(SELECTED EXTRACT)
RPM’s A Teenage Opera is simultaneously fascinating, rewarding and confounding. Wirtz agreed to RPM assembling the album from his original 1967 recordings, allowing the use of the original title and enjoying having his name liberally spread over it, but has since disparaged it as a fake: an opportunistic collector’s item comprising completed tracks intended for the Opera, incomplete demos likewise, and similar but completely unrelated tracks produced during the same period. Given that some of the latter were subsequently issued by Wirtz as singles under his own and other real and spurious artists’ names, and that at least two tracks which are known to have been intended for the Opera haven’t survived, his assertion is probably true. The Opera’s original intended running order remains a mystery.

(RECORDS SUPPLIED)
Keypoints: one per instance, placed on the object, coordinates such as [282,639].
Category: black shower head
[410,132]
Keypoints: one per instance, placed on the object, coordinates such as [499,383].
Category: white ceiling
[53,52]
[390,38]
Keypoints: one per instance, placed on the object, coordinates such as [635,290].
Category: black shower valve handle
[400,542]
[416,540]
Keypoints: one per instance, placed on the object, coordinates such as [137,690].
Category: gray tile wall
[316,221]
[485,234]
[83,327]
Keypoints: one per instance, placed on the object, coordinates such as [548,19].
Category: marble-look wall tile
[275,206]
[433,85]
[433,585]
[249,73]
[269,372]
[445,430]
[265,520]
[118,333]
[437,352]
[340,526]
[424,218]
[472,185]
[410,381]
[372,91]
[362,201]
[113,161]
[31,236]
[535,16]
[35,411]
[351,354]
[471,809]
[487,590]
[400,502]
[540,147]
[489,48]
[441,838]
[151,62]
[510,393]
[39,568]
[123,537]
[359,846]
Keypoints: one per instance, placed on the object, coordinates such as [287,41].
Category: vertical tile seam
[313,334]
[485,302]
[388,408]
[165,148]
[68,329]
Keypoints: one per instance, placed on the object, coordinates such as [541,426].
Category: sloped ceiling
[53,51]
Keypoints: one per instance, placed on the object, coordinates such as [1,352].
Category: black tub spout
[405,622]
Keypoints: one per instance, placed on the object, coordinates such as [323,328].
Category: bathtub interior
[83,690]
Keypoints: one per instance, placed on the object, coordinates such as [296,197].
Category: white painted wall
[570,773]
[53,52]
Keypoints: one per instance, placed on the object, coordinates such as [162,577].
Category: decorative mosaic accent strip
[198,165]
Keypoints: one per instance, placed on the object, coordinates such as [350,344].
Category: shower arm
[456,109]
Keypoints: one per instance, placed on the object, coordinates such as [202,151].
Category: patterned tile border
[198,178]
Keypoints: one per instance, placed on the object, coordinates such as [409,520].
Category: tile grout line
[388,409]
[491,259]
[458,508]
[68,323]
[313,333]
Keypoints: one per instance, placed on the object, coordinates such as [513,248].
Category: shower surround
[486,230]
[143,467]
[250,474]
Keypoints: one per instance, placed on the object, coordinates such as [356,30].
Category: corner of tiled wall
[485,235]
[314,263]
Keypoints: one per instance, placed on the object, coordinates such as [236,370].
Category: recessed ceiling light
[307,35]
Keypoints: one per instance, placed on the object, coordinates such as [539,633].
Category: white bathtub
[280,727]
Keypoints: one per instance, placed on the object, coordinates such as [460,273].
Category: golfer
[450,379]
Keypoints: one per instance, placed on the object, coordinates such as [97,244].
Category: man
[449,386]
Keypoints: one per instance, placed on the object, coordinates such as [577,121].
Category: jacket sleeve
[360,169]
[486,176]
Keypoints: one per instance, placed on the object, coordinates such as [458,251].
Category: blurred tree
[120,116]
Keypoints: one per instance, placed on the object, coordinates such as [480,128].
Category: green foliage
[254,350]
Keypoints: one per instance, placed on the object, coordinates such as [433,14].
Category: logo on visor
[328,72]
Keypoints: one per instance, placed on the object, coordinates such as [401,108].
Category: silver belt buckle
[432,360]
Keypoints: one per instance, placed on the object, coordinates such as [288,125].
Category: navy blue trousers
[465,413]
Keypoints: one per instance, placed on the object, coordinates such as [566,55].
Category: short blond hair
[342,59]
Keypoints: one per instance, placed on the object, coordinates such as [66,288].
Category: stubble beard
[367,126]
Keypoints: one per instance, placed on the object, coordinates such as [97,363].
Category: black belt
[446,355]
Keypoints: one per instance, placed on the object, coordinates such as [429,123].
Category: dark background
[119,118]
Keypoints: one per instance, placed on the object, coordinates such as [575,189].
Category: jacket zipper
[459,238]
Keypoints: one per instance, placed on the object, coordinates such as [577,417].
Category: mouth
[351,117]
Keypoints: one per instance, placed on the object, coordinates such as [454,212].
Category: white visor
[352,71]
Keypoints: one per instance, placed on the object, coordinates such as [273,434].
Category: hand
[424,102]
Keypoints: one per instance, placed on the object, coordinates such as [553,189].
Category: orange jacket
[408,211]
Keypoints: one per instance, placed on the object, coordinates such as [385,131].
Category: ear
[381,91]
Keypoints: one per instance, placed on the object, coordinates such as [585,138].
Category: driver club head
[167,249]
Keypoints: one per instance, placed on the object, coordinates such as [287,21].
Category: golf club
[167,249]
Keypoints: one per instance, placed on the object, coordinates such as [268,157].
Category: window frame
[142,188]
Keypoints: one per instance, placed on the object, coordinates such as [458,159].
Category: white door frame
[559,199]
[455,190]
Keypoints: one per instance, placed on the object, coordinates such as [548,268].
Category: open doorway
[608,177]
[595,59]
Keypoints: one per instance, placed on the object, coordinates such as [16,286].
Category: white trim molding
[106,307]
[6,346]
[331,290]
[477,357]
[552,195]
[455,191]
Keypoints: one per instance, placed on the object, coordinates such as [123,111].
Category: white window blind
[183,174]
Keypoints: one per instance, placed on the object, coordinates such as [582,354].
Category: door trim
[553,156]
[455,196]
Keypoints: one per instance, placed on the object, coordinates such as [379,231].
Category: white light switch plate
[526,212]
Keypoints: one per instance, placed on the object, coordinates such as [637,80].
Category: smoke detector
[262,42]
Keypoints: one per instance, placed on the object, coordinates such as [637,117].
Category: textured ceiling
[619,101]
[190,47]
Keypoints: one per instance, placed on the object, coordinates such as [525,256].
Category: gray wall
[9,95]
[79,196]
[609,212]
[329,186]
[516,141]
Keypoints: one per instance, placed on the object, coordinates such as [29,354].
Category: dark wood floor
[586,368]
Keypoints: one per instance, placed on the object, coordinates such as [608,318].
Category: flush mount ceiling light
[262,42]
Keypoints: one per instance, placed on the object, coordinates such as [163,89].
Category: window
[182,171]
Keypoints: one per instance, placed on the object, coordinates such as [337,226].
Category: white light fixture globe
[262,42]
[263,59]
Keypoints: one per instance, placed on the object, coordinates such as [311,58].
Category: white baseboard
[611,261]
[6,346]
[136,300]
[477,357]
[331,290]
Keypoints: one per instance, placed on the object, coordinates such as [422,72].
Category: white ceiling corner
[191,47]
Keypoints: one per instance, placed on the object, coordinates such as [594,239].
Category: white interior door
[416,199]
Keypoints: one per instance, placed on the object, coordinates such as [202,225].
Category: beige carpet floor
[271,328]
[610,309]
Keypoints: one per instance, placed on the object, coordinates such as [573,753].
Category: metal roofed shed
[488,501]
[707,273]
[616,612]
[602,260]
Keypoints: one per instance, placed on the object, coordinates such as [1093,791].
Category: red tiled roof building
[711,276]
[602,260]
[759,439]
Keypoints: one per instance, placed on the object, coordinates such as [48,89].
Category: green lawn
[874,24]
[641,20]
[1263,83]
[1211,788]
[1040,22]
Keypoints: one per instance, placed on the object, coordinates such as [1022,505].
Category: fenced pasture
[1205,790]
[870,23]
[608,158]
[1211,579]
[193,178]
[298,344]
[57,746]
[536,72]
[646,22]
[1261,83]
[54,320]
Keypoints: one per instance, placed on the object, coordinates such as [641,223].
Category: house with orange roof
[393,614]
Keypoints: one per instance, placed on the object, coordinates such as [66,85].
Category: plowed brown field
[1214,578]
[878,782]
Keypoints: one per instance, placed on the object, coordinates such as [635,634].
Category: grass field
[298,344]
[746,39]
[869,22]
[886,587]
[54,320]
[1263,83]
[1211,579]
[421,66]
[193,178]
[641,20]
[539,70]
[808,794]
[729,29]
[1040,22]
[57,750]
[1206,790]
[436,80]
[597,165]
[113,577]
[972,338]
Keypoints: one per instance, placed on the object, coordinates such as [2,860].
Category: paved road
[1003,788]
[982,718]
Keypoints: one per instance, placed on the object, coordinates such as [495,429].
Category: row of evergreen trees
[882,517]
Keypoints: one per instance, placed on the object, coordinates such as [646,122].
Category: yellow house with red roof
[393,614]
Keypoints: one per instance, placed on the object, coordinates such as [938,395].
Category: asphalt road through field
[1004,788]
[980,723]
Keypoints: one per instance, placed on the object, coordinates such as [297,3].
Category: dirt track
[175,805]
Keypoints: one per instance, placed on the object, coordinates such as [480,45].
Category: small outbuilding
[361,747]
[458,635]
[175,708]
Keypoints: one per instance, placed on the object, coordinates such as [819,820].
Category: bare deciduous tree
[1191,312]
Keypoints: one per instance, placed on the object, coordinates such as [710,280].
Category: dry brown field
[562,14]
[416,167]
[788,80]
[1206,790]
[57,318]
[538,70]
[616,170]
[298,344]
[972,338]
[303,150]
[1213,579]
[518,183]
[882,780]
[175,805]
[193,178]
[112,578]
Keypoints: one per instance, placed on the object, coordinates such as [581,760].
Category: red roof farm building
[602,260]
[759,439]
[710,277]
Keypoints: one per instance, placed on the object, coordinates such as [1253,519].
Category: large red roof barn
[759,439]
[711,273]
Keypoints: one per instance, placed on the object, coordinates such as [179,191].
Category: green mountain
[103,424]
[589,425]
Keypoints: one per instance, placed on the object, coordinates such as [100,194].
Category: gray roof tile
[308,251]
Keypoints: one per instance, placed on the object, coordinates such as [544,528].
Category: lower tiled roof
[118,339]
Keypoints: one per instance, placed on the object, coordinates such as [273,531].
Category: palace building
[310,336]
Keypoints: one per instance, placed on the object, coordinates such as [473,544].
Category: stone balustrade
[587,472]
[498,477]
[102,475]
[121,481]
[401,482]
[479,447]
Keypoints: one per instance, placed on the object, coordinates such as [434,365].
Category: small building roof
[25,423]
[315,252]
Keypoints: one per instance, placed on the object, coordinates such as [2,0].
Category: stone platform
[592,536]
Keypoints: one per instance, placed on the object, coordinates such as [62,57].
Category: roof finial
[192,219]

(EXERCISE TASK)
Can you rewrite the passage on RPM's A Teenage Opera from "RPM’s A Teenage" up to and including "remains a mystery.", with "album" changed to "LP"?

(EXERCISE RESPONSE)
RPM’s A Teenage Opera is simultaneously fascinating, rewarding and confounding. Wirtz agreed to RPM assembling the LP from his original 1967 recordings, allowing the use of the original title and enjoying having his name liberally spread over it, but has since disparaged it as a fake: an opportunistic collector’s item comprising completed tracks intended for the Opera, incomplete demos likewise, and similar but completely unrelated tracks produced during the same period. Given that some of the latter were subsequently issued by Wirtz as singles under his own and other real and spurious artists’ names, and that at least two tracks which are known to have been intended for the Opera haven’t survived, his assertion is probably true. The Opera’s original intended running order remains a mystery.